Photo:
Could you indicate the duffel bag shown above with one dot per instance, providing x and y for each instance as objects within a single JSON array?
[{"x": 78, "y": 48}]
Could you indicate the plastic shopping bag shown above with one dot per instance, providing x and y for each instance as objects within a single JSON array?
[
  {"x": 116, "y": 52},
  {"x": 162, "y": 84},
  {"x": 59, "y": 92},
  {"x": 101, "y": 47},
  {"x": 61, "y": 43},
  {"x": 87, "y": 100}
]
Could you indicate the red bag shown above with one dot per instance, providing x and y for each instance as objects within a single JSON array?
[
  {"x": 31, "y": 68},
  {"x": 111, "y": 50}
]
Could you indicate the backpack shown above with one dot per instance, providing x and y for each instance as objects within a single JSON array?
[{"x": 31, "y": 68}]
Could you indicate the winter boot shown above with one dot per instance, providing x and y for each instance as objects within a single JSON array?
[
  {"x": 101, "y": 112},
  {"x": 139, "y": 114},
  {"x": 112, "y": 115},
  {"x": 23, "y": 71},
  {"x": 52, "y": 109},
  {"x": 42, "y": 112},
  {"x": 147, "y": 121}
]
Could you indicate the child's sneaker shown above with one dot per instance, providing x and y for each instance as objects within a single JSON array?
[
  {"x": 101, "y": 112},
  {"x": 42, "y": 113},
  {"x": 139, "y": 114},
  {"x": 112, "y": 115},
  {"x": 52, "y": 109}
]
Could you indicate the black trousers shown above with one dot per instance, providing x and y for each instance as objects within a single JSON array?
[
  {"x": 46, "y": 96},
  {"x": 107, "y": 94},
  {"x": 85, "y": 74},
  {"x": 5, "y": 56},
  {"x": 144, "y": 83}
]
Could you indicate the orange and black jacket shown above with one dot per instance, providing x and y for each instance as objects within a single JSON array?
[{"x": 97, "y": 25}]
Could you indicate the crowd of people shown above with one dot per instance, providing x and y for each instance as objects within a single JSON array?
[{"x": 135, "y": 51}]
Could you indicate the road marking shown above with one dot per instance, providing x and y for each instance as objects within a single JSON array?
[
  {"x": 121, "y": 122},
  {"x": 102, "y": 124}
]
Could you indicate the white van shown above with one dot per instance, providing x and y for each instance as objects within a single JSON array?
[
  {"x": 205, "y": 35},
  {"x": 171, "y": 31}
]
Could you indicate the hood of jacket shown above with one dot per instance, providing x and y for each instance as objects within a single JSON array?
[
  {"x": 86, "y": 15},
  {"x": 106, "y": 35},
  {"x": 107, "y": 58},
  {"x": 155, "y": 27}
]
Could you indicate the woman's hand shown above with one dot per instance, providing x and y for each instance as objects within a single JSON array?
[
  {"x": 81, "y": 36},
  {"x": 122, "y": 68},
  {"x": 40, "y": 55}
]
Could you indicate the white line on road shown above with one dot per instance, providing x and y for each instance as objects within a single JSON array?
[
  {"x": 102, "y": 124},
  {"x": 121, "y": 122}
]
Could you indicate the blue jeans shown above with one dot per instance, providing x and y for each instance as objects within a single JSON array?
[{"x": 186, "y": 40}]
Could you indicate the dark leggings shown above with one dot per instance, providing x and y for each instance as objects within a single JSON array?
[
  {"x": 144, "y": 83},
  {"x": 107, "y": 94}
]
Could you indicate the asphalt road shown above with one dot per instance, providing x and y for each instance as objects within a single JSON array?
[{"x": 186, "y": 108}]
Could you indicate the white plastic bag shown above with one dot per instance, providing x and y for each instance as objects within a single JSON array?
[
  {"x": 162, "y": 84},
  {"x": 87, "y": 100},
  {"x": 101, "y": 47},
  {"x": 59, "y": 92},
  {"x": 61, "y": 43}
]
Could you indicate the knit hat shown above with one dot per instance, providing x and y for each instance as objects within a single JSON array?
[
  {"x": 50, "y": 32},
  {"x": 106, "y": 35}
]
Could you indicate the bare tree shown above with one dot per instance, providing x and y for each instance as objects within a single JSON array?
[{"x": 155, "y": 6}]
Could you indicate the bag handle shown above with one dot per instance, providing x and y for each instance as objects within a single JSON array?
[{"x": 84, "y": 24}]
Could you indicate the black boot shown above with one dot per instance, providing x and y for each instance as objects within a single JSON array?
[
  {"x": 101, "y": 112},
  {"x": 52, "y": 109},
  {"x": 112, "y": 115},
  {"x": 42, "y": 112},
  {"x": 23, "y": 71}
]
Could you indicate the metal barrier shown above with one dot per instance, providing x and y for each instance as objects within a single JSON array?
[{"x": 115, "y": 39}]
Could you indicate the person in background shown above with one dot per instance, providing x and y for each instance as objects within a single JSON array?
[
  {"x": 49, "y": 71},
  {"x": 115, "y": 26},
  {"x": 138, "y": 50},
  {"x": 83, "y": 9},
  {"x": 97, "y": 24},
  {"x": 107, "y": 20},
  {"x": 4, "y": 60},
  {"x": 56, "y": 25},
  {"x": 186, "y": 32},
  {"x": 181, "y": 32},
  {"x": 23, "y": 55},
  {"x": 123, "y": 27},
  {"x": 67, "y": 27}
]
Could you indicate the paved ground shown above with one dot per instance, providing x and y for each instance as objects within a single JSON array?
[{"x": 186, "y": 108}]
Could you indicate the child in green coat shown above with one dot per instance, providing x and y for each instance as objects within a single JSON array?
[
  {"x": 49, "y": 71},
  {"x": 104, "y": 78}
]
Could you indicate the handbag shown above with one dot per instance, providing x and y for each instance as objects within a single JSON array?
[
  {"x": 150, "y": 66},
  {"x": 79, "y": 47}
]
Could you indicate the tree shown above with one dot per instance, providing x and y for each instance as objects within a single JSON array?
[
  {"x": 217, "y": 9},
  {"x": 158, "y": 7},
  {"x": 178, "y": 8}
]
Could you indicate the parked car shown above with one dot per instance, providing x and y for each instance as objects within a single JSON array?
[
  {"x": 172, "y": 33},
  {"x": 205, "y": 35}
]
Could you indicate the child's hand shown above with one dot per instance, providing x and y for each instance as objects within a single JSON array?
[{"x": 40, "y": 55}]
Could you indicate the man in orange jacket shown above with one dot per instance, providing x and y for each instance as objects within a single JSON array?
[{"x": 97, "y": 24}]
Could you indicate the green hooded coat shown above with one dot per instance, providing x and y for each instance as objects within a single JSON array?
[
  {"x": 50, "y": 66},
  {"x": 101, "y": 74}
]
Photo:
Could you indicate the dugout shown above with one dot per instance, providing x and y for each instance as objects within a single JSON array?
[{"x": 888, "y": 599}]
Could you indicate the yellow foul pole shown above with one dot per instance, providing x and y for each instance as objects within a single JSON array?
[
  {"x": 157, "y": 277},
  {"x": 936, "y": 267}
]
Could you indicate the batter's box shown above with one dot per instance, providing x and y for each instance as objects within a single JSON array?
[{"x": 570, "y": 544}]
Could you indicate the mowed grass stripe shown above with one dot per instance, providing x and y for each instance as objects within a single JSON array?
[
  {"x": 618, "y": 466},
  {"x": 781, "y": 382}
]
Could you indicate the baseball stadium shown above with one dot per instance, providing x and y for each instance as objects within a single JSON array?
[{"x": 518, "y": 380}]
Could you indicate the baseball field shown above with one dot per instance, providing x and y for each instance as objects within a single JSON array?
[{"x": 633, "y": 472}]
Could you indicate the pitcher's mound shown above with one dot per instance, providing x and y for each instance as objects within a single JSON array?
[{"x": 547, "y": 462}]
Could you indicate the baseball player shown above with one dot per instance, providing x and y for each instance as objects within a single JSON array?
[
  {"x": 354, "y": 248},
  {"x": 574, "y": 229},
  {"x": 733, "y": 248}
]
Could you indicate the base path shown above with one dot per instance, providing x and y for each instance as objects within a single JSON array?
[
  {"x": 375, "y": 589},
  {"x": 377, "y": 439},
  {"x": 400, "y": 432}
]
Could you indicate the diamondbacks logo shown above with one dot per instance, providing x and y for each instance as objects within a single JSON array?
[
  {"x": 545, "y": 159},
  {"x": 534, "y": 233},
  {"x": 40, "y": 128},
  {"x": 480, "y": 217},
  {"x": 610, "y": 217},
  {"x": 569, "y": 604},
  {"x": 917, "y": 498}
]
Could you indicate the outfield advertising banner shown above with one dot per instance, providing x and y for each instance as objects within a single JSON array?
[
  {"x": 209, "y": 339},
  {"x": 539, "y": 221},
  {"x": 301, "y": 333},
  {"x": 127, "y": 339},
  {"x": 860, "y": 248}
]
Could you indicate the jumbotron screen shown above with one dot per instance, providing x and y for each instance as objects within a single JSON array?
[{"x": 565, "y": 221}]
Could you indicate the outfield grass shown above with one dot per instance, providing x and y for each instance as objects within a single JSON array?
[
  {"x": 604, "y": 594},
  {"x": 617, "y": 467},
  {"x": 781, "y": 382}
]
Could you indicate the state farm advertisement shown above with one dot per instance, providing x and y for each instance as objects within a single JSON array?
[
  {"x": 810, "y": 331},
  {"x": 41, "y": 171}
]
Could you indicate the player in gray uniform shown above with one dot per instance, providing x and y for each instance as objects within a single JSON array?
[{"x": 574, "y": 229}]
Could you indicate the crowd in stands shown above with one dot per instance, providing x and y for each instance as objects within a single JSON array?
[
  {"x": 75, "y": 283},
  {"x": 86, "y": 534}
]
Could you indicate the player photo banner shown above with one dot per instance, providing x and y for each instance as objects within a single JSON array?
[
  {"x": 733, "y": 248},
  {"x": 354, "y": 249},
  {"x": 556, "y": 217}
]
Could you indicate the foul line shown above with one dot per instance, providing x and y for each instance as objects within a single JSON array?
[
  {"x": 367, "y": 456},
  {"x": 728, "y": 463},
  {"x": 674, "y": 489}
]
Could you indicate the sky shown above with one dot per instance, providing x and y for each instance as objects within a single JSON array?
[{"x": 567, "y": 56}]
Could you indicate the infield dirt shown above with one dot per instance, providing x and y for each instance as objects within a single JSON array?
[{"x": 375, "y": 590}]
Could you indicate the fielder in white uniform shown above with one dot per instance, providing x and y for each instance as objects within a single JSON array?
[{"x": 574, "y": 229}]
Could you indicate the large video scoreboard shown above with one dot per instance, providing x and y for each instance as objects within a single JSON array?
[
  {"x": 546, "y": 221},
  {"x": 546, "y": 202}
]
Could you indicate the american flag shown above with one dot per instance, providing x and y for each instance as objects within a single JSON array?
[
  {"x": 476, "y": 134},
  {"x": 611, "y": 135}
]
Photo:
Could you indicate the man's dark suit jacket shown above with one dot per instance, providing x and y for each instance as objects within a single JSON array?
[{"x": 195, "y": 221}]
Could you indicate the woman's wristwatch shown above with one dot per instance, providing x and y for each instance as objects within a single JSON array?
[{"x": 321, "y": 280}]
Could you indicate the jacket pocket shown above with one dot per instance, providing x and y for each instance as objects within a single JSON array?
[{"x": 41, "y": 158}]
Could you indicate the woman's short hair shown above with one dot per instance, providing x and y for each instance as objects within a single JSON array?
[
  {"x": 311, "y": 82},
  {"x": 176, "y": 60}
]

····················

> **Short exercise**
Copy exactly the line containing "Could you indicate the large" and every line after it, ending with the last line of the records above.

> **Full response**
Could you indicate the large video scoreboard shown above with one dot per instance, providing x and y for each instance as objects within a single JSON array?
[
  {"x": 546, "y": 221},
  {"x": 546, "y": 202}
]
Could you indicate the american flag shown above with one dot per instance, providing x and y for each instance as objects within a single JSON array?
[
  {"x": 476, "y": 134},
  {"x": 611, "y": 135}
]
Photo:
Could you indicate the man's dark suit jacket shown above with one dot per instance, providing x and y for each instance as objects within a single JSON array?
[{"x": 195, "y": 221}]
Could you indicate the woman's wristwatch shown above with one dot per instance, providing x and y for each instance as objects within a single JSON array?
[{"x": 321, "y": 280}]
Could you indicate the jacket pocket shown above with one dot per instance, providing x and y for each instance as objects within a single JSON array?
[{"x": 41, "y": 158}]
Could you indicate the woman's short hair shown above with one dot per instance, providing x and y for each instance as objects within a single JSON array?
[
  {"x": 311, "y": 82},
  {"x": 176, "y": 60}
]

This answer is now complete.